### Directions
What's required is a verbatim printout of all the data.

### Records shown
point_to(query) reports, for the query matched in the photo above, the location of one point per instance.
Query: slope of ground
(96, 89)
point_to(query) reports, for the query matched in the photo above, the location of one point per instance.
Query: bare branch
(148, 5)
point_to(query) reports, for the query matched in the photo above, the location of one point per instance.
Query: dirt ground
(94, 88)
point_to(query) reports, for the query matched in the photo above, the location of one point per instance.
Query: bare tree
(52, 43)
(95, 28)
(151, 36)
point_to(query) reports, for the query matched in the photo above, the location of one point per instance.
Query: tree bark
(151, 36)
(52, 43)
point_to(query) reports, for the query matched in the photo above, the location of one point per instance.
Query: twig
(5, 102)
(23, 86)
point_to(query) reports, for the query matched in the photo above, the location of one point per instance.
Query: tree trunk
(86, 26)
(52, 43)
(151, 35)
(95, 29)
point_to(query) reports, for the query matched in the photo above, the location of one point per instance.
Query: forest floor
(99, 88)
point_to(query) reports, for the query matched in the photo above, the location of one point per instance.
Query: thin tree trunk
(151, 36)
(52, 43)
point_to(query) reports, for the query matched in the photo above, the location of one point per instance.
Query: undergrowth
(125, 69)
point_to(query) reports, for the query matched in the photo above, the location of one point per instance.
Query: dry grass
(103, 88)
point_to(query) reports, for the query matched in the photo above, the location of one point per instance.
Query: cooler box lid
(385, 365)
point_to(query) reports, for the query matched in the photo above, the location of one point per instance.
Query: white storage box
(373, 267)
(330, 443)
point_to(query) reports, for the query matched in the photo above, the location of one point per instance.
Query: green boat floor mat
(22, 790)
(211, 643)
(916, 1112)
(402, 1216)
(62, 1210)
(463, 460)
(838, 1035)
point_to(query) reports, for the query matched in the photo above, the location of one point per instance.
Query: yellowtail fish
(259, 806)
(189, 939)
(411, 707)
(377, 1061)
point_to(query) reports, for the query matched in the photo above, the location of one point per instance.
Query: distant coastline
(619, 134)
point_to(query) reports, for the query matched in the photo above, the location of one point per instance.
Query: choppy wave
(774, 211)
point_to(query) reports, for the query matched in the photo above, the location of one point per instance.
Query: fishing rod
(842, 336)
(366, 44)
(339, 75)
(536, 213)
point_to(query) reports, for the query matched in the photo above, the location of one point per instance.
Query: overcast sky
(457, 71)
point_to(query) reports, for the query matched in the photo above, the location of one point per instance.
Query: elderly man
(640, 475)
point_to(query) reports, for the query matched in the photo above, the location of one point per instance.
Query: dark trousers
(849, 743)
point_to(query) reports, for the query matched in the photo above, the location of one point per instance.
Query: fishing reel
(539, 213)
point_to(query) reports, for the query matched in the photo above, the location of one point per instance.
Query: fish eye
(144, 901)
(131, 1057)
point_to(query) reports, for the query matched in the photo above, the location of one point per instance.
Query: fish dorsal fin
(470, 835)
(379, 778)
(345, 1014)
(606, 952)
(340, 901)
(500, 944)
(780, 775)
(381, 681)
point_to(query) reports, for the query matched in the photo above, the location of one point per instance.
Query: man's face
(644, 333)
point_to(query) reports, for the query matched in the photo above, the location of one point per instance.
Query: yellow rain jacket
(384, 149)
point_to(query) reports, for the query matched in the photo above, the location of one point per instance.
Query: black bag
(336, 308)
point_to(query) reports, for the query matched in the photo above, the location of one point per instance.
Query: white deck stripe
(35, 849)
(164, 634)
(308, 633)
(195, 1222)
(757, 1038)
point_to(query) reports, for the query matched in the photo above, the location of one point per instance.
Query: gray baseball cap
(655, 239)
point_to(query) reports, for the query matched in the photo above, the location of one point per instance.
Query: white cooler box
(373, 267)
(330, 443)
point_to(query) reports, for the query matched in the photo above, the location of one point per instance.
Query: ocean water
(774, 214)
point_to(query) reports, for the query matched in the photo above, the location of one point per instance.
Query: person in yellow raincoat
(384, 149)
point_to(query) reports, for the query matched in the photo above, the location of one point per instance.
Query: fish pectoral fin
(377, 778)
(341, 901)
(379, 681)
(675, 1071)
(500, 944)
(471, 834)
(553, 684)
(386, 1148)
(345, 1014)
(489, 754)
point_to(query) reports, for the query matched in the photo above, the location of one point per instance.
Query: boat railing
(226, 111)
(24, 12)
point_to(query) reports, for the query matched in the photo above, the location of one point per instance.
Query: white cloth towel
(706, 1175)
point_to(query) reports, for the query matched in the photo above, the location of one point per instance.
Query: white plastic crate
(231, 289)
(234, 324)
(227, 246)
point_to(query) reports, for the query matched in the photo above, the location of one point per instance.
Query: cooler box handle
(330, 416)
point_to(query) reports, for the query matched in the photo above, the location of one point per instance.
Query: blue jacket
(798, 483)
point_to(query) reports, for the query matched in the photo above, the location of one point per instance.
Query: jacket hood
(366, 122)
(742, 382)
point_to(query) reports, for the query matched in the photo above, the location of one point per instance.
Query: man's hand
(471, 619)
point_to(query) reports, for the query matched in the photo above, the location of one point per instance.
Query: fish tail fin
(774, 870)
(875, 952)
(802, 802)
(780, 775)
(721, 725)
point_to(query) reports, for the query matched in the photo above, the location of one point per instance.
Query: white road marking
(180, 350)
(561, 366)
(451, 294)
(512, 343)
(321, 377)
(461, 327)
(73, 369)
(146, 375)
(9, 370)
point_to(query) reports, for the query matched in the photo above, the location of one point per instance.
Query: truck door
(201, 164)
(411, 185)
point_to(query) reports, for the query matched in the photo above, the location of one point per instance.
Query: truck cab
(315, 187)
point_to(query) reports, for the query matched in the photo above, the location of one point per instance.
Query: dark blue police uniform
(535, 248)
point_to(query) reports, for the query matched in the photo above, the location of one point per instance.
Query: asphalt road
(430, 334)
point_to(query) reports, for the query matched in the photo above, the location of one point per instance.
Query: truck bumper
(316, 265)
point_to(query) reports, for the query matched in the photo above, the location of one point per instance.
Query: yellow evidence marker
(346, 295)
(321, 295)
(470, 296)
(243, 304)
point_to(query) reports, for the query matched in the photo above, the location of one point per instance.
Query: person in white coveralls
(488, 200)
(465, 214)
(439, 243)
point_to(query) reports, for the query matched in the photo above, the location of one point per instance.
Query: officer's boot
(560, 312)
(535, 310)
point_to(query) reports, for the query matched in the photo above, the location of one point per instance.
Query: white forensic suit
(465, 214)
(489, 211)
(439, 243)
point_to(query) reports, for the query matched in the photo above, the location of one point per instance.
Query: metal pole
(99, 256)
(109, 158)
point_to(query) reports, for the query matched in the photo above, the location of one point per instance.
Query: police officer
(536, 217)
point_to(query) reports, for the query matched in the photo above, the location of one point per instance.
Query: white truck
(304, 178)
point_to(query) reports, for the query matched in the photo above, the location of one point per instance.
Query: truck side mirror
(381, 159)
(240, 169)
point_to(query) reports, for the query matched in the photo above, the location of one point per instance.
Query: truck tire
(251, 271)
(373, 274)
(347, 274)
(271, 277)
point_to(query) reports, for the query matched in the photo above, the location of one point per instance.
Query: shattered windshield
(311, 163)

### Problem solution
point_to(query) reports, for the query matched in the photo above, the location of one point per instance.
Query: slope of ground
(96, 89)
point_to(query) reports, for the query matched in the photo above, the location of one point per instance.
Query: bare branch
(148, 5)
point_to(query) reports, for the query matched in the photo above, the location of one point per instance.
Query: dirt ground
(94, 88)
point_to(query) reports, for the query matched in the photo above, the location of one point per instance.
Query: bare tree
(52, 43)
(95, 28)
(151, 36)
point_to(query) reports, for the query matched in the photo above, the location of one point per instance.
Query: tree bark
(151, 36)
(52, 43)
point_to(query) reports, for the query matched in the photo above, the location of one point per instance.
Query: twig
(5, 102)
(23, 86)
point_to(query) reports, for the query matched in the photo above, the location of one point per instance.
Query: tree trunk
(86, 26)
(52, 43)
(151, 35)
(95, 29)
point_to(query) reports, for the query matched in the photo above, the location of one point per instance.
Query: forest floor
(99, 88)
point_to(query) reports, for the query matched in the photo above, the location of one point per instance.
Query: thin tree trunk
(151, 36)
(52, 43)
point_to(query) reports, for the query matched in the photo above, the location of one point per instance.
Query: undergrowth
(125, 69)
point_to(query) reports, for the query matched in the photo above, the location of one point per instance.
Query: dry grass
(103, 88)
point_to(query) reports, for the query matched in the photo above, the location of one point per instance.
Query: cooler box lid
(385, 365)
point_to(query) reports, for the query matched in the photo above, the location of one point per instance.
Query: white storage box
(373, 267)
(330, 443)
point_to(query) reports, for the query matched in the photo above, the location of one point per instance.
Query: green boat floor mat
(22, 790)
(211, 643)
(916, 1112)
(402, 1216)
(62, 1210)
(463, 460)
(838, 1035)
point_to(query) reports, for the query matched in the photo above, the location of one point per instance.
Query: yellowtail fish
(259, 806)
(189, 939)
(411, 707)
(377, 1061)
point_to(query) reports, for the query matched in the photo above, the location of one point per instance.
Query: distant coastline
(619, 134)
point_to(query) reports, for the query matched in the photo above, the location of one point per instance.
Query: choppy wave
(774, 211)
point_to(query) reports, for the query matched in the photo above, the location of one point per instance.
Query: fishing rod
(842, 336)
(366, 44)
(339, 75)
(536, 213)
point_to(query) reports, for the query matched in the photo above, the location of one point per instance.
Query: overcast sky
(457, 71)
point_to(query) reports, for the query matched in the photo above, the location of one point per instance.
Query: elderly man
(640, 475)
point_to(query) reports, for the query matched in the photo above, the location of one point per instance.
Query: dark trousers
(849, 743)
point_to(query) reports, for the query matched in the photo above, the location of one point per instance.
Query: fishing reel
(539, 213)
point_to(query) reports, for the query matched in the photo above, the location of one point per instance.
Query: fish eye
(144, 901)
(131, 1057)
point_to(query) reports, for the query matched in the photo above, the location of one point per instance.
Query: fish dorsal fin
(470, 835)
(379, 778)
(345, 1014)
(606, 952)
(340, 901)
(500, 944)
(780, 775)
(381, 681)
point_to(query) reports, for the query matched in the photo above, the location of one point per instance.
Query: man's face
(644, 333)
point_to(query) reports, for the query matched in the photo above, the location of one point per instance.
Query: yellow rain jacket
(384, 149)
point_to(query) reports, for the query matched in the photo above, the location of one point per instance.
Query: black bag
(336, 308)
point_to(query) reports, for the query matched in the photo above, the location of one point per instance.
Query: white deck stripe
(35, 849)
(164, 634)
(308, 633)
(195, 1222)
(757, 1038)
point_to(query) reports, for the query matched in the photo above, the location of one point per instance.
Query: gray baseball cap
(655, 239)
point_to(query) reports, for the query matched in the photo above, the location of one point per instance.
Query: white cooler box
(373, 267)
(330, 443)
point_to(query) reports, for the query matched in the photo above, the location of one point per instance.
Query: ocean water
(774, 214)
point_to(query) reports, for the query matched in the photo above, the location of one point per instance.
Query: person in yellow raincoat
(384, 149)
point_to(query) reports, for the query matched in the photo above, the location of one point per instance.
Query: fish pectoral fin
(377, 778)
(341, 901)
(379, 681)
(675, 1071)
(500, 944)
(471, 834)
(553, 684)
(386, 1148)
(345, 1014)
(489, 754)
point_to(query) reports, for the query matched in the photo above, the location of one point per instance.
Query: boat railing
(226, 111)
(24, 12)
point_to(query) reports, for the query matched in the photo above, the location of one point per instance.
Query: white cloth towel
(706, 1175)
point_to(query) reports, for the query matched in the photo above, the location of one point per instance.
Query: white plastic crate
(231, 289)
(234, 324)
(227, 246)
point_to(query) reports, for the query matched in the photo above, the location of one point per instance.
Query: cooler box handle
(330, 416)
point_to(query) reports, for the query matched in the photo above, the location of one point per instance.
Query: blue jacket
(798, 483)
point_to(query) reports, for the query matched in the photo above, the location of one point per instance.
Query: jacket hood
(366, 122)
(742, 382)
point_to(query) reports, for the query matched in the photo above, the location of one point per instance.
Query: man's hand
(471, 619)
point_to(query) reports, for the query matched in the photo above, the location of one point per instance.
Query: fish tail fin
(774, 870)
(875, 952)
(802, 802)
(780, 775)
(721, 725)
point_to(query) reports, for the query matched in the photo above, the location of one point per instance.
Query: white road marking
(180, 350)
(561, 366)
(451, 294)
(512, 343)
(321, 377)
(461, 327)
(73, 369)
(146, 375)
(9, 370)
point_to(query) reports, for the query matched in the photo above, the location of one point per instance.
Query: truck door
(201, 164)
(411, 185)
point_to(query) reports, for the query matched in the photo above, the location of one point per instance.
Query: truck cab
(315, 187)
point_to(query) reports, for the query matched in the photo above, the location of one point per instance.
Query: dark blue police uniform
(535, 248)
point_to(query) reports, for the query matched in the photo above, the location of one point per instance.
Query: asphalt road
(430, 334)
point_to(query) reports, for the query matched in the photo above, the location of one point per instance.
Query: truck bumper
(316, 265)
point_to(query) reports, for the query matched in the photo above, the location of one point per instance.
Query: yellow evidence marker
(346, 295)
(321, 295)
(470, 296)
(243, 304)
point_to(query) reports, for the query matched in the photo above, the location of one point per instance.
Query: person in white coveralls
(488, 200)
(465, 214)
(439, 243)
point_to(query) reports, for the query matched in the photo above, the location of one point per instance.
Query: officer's boot
(560, 312)
(535, 310)
point_to(query) reports, for the query matched in the photo above, the location of one point per instance.
Query: white forensic suit
(465, 214)
(489, 211)
(439, 243)
point_to(query) reports, for the query matched in the photo above, the location of one point per instance.
Query: metal pole
(99, 256)
(109, 158)
point_to(query) reports, for the query matched in the photo above, the location of one point per instance.
Query: police officer
(536, 217)
point_to(query) reports, for the query matched in the photo above, the location of one point per instance.
Query: white truck
(304, 178)
point_to(query) reports, for the query matched in the photo above, the location of one point per instance.
Query: truck side mirror
(381, 159)
(240, 169)
point_to(query) reports, for the query matched in the photo above, the location of one point per instance.
Query: truck tire
(251, 271)
(373, 274)
(347, 274)
(271, 277)
point_to(query) reports, for the query matched in the photo above, the location of one point per instance.
Query: shattered windshield
(311, 163)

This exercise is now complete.